*Material provided:*

______________________________

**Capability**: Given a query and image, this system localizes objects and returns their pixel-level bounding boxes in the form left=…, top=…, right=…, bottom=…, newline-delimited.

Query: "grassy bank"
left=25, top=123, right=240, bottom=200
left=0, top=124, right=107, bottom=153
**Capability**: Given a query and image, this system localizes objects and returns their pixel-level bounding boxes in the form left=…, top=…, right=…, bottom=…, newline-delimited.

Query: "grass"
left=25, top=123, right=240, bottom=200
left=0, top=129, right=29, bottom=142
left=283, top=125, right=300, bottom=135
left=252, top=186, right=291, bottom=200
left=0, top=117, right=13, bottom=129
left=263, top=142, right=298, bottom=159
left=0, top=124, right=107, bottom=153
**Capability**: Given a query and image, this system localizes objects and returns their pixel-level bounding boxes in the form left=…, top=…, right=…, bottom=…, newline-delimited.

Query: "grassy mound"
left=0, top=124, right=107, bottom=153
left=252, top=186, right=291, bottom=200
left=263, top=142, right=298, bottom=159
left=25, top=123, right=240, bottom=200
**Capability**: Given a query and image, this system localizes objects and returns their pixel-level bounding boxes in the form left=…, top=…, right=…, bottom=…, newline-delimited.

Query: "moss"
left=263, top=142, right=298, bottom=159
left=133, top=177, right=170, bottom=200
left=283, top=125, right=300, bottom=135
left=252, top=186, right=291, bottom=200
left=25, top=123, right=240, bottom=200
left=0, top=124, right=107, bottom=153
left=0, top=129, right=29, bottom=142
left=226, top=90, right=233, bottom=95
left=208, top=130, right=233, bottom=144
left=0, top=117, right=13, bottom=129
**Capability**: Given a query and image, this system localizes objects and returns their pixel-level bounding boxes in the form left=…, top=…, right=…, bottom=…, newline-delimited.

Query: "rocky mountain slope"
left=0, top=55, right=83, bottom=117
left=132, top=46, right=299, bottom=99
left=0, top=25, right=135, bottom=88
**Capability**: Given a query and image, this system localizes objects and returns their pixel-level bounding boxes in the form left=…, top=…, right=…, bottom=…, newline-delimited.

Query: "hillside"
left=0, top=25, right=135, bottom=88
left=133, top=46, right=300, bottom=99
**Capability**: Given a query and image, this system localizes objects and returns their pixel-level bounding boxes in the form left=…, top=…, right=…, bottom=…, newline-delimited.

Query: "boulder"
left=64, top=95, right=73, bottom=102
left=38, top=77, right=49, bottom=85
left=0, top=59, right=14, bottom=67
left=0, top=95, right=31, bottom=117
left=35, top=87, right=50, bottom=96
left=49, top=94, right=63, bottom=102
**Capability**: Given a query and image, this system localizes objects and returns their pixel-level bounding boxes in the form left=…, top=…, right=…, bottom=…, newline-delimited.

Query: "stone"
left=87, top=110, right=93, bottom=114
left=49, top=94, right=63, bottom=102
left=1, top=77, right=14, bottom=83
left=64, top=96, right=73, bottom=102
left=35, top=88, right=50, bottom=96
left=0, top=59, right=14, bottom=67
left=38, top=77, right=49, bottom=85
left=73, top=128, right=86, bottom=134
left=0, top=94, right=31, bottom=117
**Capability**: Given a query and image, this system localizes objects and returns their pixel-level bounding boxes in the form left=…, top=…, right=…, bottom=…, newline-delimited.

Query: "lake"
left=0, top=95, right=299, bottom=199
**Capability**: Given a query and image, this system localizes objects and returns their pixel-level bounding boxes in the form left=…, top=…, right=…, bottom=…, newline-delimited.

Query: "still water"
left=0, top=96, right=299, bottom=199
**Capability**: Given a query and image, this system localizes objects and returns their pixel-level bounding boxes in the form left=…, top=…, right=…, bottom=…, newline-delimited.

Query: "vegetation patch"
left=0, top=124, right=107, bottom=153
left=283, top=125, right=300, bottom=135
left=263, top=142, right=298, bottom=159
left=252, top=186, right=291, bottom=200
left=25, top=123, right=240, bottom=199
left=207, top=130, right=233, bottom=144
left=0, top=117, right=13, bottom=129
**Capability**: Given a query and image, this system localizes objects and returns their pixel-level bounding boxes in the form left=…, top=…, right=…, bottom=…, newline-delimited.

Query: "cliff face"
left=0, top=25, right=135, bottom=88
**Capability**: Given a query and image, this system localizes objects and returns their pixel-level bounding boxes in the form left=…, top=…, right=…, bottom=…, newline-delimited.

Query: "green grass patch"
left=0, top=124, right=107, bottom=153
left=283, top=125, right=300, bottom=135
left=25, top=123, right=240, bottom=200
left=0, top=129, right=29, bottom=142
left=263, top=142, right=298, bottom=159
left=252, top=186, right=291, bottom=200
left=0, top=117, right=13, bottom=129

______________________________

*Problem description:* Send back the whole listing, exactly as written.

*Solution:*
**Capability**: Given a query and image, this system localizes objects and returns their pixel-level bounding boxes in the form left=…, top=…, right=…, bottom=…, newline-delimited.

Query: "grassy bank"
left=25, top=123, right=240, bottom=200
left=0, top=124, right=107, bottom=153
**Capability**: Given a query and image, this system localizes objects and returns their pixel-level bounding boxes in the form left=…, top=…, right=…, bottom=…, newline-delimited.

Query: "grass"
left=25, top=123, right=240, bottom=200
left=0, top=129, right=29, bottom=142
left=283, top=125, right=300, bottom=135
left=252, top=186, right=291, bottom=200
left=0, top=117, right=13, bottom=129
left=263, top=142, right=298, bottom=159
left=0, top=124, right=107, bottom=153
**Capability**: Given a query and image, this system localizes objects and returns their pixel-level bounding boxes in the form left=…, top=…, right=…, bottom=…, newline-delimited.

Query: "grassy mound"
left=0, top=124, right=107, bottom=153
left=252, top=186, right=291, bottom=200
left=263, top=142, right=298, bottom=159
left=25, top=123, right=240, bottom=200
**Capability**: Given a query and image, this system localizes objects and returns their pixel-level bounding boxes in the form left=…, top=…, right=…, bottom=…, newline-delimited.

Query: "moss"
left=263, top=142, right=298, bottom=159
left=133, top=177, right=170, bottom=200
left=283, top=125, right=300, bottom=135
left=252, top=186, right=291, bottom=200
left=25, top=123, right=240, bottom=200
left=0, top=124, right=107, bottom=153
left=0, top=129, right=29, bottom=142
left=226, top=90, right=233, bottom=95
left=208, top=130, right=233, bottom=144
left=0, top=117, right=13, bottom=129
**Capability**: Given a query and image, this system localizes objects and returns their pixel-level bounding boxes in the form left=…, top=…, right=…, bottom=…, newline-delimited.

Query: "rocky mountain slope"
left=0, top=55, right=83, bottom=117
left=132, top=46, right=299, bottom=99
left=0, top=25, right=135, bottom=88
**Capability**: Given a query and image, this system localizes objects and returns their pixel-level bounding boxes in the form left=…, top=…, right=…, bottom=…, newline-delimited.

Query: "hillside"
left=0, top=25, right=135, bottom=88
left=133, top=46, right=300, bottom=99
**Capability**: Given a query and image, this system localizes objects and returns their pixel-level bounding boxes in the form left=…, top=…, right=…, bottom=…, newline-delimited.

Query: "boulder"
left=64, top=95, right=73, bottom=102
left=38, top=77, right=49, bottom=85
left=0, top=59, right=14, bottom=67
left=0, top=95, right=31, bottom=117
left=35, top=87, right=50, bottom=96
left=49, top=94, right=63, bottom=102
**Capability**: Given a query and image, this system localizes objects and returns their pixel-level bounding boxes in the form left=…, top=…, right=…, bottom=…, newline-delimited.

Query: "stone"
left=87, top=110, right=93, bottom=114
left=49, top=94, right=63, bottom=102
left=1, top=77, right=14, bottom=83
left=64, top=96, right=73, bottom=102
left=35, top=88, right=50, bottom=96
left=0, top=59, right=14, bottom=67
left=38, top=77, right=49, bottom=85
left=73, top=128, right=86, bottom=134
left=0, top=94, right=31, bottom=117
**Capability**: Given a query and image, this system localizes objects and returns their pixel-level bounding boxes in the form left=…, top=…, right=…, bottom=…, newline-delimited.

Query: "lake"
left=0, top=95, right=299, bottom=199
**Capability**: Given a query and image, this system localizes objects and returns their pixel-level bounding boxes in the form left=…, top=…, right=…, bottom=…, newline-delimited.

Query: "still water"
left=0, top=96, right=299, bottom=199
**Capability**: Given a query and image, this system localizes objects and returns their pixel-level bounding boxes in the form left=…, top=…, right=…, bottom=…, newline-delimited.

Query: "vegetation patch"
left=0, top=124, right=107, bottom=153
left=283, top=125, right=300, bottom=135
left=263, top=142, right=298, bottom=159
left=252, top=186, right=291, bottom=200
left=25, top=123, right=240, bottom=199
left=207, top=130, right=233, bottom=144
left=0, top=117, right=13, bottom=129
**Capability**: Given a query and image, this system localizes objects and returns their pixel-level bounding boxes in the form left=…, top=…, right=…, bottom=…, newline-delimited.

Query: "cliff face"
left=0, top=25, right=135, bottom=88
**Capability**: Given a query and image, this system localizes objects and returns their pixel-level bounding boxes in the form left=…, top=…, right=…, bottom=…, newline-delimited.

Query: "green grass patch"
left=0, top=124, right=107, bottom=153
left=283, top=125, right=300, bottom=135
left=25, top=123, right=240, bottom=200
left=0, top=129, right=29, bottom=142
left=263, top=142, right=298, bottom=159
left=252, top=186, right=291, bottom=200
left=0, top=117, right=13, bottom=129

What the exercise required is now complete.